• _Problem description_
Copy each of the rows below word for word, leaving out the pictures.

__________

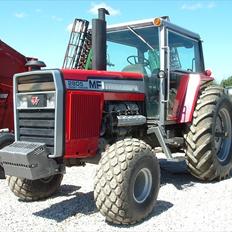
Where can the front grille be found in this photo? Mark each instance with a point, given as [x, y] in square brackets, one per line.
[37, 126]
[37, 123]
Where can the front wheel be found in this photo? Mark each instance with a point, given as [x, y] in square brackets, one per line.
[127, 182]
[33, 190]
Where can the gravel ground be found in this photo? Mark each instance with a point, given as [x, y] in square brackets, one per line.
[184, 204]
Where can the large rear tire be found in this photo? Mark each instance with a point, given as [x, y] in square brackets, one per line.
[209, 139]
[127, 182]
[33, 190]
[5, 139]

__________

• _The answer_
Where can the front grille be found in this photo? Mark each instance with a point, given as [x, y] in square brackets, one per line.
[37, 126]
[37, 123]
Where can the front wheel be found in this photo? Mark each instance with a point, given as [x, y] in square brackets, one per line.
[127, 182]
[33, 190]
Where can the gravel ground be found in this photo? Mark each instance with a point, given as [x, y] in square brackets, one per line.
[184, 204]
Where can the large rear tire be found in this photo? Mark each instance with a point, given as [x, y] in square brackets, one per line.
[209, 139]
[127, 182]
[33, 190]
[5, 139]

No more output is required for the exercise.